Passage shown:
..........
A couple of days ago, I learned that one of Shirley Jackson's homes in North Bennington, Vermont is now a bakery, Moon Scones. It is not the house I walked by during my personal Shirley Jackson Bennington Tour back in 2015. If only I'd known this second house existed when I was there!
Now there is a business in Jackson's second home, the bakery I just mentioned. I could make another trip to the Bennington area and actually get inside this house, the one Kathye Fetsko Petrie says Jackson bought with money from her writing.
However, it's a bakery, and I don't eat gluten.
Woe, huh?Here's something to mull over--Fetsko Petrie says Jackson bought the Moon Scones house with money she made writing Life Among the Savages, one of her mom memoirish books, not the books she is famous for now. Is Netflix ever going to turn Life Among the Savages into a series the way it did The Haunting of Hill House? Probably not.
But maybe it should.
2 comments:
I always think of Jackson's writing as more Life Among the Savages. In the 1980s, the Cincinnati Public Library had a lot of 1950s memoirs in the closed stacks, and I would pick up one or two on my way home from work every day! I'd love to see a film adaptation, but not of Hill House. Too creepy!
..........
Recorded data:

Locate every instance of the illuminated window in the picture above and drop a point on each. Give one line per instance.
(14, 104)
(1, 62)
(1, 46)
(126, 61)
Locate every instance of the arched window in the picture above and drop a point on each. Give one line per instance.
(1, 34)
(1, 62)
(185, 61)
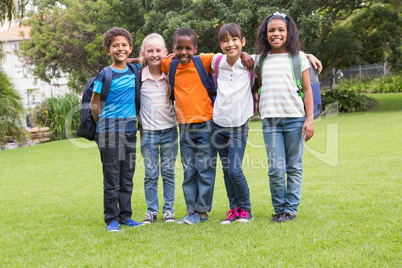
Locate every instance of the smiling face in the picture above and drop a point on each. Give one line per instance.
(184, 49)
(154, 52)
(277, 35)
(232, 46)
(119, 50)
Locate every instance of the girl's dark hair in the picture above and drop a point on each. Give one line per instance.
(185, 32)
(230, 28)
(116, 31)
(292, 41)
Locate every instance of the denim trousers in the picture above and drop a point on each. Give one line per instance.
(159, 146)
(230, 142)
(198, 157)
(284, 145)
(118, 154)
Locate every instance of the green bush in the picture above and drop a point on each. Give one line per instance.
(10, 109)
(383, 84)
(348, 101)
(53, 113)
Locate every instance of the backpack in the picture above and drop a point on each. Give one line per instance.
(255, 94)
(298, 78)
(87, 126)
(208, 81)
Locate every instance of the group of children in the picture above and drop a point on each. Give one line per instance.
(205, 128)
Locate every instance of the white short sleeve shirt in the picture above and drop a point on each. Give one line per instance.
(157, 113)
(234, 102)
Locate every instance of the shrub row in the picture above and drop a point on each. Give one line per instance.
(383, 84)
(54, 111)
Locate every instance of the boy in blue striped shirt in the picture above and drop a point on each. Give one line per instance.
(116, 130)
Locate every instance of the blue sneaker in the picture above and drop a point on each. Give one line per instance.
(196, 218)
(132, 223)
(113, 226)
(184, 218)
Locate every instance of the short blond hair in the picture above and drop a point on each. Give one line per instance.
(154, 36)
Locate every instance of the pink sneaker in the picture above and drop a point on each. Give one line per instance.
(244, 216)
(231, 216)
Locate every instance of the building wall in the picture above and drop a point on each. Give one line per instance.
(23, 80)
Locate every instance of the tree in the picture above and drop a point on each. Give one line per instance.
(12, 9)
(67, 34)
(10, 109)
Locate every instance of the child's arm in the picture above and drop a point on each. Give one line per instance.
(95, 108)
(308, 126)
(315, 62)
(247, 61)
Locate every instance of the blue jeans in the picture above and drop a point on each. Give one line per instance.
(118, 154)
(230, 143)
(198, 157)
(163, 144)
(284, 144)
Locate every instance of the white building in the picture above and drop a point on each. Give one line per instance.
(20, 74)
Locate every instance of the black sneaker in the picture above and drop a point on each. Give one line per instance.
(276, 217)
(149, 218)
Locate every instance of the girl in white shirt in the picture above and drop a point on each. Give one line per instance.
(287, 119)
(159, 130)
(232, 109)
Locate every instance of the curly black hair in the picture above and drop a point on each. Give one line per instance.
(292, 41)
(116, 31)
(185, 32)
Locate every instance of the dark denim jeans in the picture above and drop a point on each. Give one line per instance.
(159, 145)
(198, 157)
(284, 144)
(118, 154)
(230, 143)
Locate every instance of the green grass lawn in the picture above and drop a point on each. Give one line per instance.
(51, 210)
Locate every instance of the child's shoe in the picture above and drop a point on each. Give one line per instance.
(149, 218)
(168, 216)
(245, 216)
(287, 216)
(196, 218)
(276, 217)
(231, 216)
(184, 218)
(113, 226)
(132, 223)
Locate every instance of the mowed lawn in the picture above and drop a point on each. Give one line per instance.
(51, 209)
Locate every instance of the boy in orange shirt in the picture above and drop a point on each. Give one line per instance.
(194, 112)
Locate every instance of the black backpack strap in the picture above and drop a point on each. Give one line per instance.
(137, 74)
(172, 73)
(201, 71)
(107, 83)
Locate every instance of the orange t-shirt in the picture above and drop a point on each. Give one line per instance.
(193, 104)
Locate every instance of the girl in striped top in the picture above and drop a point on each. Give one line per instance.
(287, 118)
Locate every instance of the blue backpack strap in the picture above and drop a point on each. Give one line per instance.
(172, 73)
(201, 71)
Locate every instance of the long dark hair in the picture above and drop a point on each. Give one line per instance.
(292, 41)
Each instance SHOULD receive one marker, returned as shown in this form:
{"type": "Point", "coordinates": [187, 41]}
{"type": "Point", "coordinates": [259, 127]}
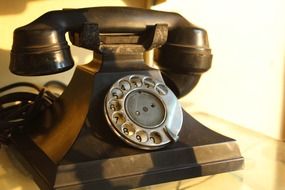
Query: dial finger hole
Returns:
{"type": "Point", "coordinates": [141, 136]}
{"type": "Point", "coordinates": [128, 129]}
{"type": "Point", "coordinates": [161, 89]}
{"type": "Point", "coordinates": [136, 81]}
{"type": "Point", "coordinates": [125, 85]}
{"type": "Point", "coordinates": [118, 118]}
{"type": "Point", "coordinates": [117, 93]}
{"type": "Point", "coordinates": [149, 83]}
{"type": "Point", "coordinates": [115, 105]}
{"type": "Point", "coordinates": [155, 138]}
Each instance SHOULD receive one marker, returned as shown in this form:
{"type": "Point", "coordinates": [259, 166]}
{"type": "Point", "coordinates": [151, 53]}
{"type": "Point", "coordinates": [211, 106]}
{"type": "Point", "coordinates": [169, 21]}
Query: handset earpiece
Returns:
{"type": "Point", "coordinates": [183, 59]}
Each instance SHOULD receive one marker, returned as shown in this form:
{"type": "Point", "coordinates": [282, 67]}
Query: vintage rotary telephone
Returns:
{"type": "Point", "coordinates": [115, 95]}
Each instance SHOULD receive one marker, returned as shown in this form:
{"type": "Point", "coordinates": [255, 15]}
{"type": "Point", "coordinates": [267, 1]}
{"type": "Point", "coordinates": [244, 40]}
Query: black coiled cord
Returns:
{"type": "Point", "coordinates": [19, 108]}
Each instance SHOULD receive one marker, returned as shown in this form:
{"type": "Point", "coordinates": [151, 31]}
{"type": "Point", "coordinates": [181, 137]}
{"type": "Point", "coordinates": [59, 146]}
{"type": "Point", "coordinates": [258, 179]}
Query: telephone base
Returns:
{"type": "Point", "coordinates": [96, 163]}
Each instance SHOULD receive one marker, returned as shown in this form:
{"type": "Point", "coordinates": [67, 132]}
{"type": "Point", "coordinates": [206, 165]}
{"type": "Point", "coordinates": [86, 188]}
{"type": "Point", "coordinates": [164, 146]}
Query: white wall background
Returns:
{"type": "Point", "coordinates": [245, 84]}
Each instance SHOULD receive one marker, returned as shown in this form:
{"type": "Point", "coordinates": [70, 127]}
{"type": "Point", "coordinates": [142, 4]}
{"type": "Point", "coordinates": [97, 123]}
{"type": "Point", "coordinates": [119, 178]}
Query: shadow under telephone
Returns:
{"type": "Point", "coordinates": [116, 102]}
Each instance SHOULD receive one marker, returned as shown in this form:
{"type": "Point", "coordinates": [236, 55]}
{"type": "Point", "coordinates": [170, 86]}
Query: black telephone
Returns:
{"type": "Point", "coordinates": [116, 94]}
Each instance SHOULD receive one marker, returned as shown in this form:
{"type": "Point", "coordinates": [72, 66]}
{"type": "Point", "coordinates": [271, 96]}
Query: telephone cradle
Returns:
{"type": "Point", "coordinates": [118, 124]}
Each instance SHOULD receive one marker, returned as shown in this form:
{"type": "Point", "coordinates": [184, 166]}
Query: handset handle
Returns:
{"type": "Point", "coordinates": [40, 47]}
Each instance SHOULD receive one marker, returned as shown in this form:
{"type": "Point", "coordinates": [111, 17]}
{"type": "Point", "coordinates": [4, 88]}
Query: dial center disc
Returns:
{"type": "Point", "coordinates": [145, 109]}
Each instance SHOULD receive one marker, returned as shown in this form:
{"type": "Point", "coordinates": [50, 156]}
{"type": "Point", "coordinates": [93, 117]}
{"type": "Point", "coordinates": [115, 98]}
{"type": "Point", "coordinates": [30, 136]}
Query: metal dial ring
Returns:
{"type": "Point", "coordinates": [143, 112]}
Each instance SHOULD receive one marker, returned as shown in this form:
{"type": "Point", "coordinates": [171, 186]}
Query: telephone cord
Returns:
{"type": "Point", "coordinates": [19, 108]}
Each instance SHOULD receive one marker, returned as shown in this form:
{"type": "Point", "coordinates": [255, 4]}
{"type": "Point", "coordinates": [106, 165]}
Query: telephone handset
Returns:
{"type": "Point", "coordinates": [117, 89]}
..........
To do:
[1] In the post about Shirley Jackson's former home, reproduce the text word for word, starting at the words "Woe, huh?Here's something" and ending after the words "maybe it should.".
[2] List every business, company, or institution named in the post about Shirley Jackson's former home, including its comments.

Results in order:
[1]
Woe, huh?Here's something to mull over--Fetsko Petrie says Jackson bought the Moon Scones house with money she made writing Life Among the Savages, one of her mom memoirish books, not the books she is famous for now. Is Netflix ever going to turn Life Among the Savages into a series the way it did The Haunting of Hill House? Probably not.
But maybe it should.

[2]
Moon Scones
Netflix
Cincinnati Public Library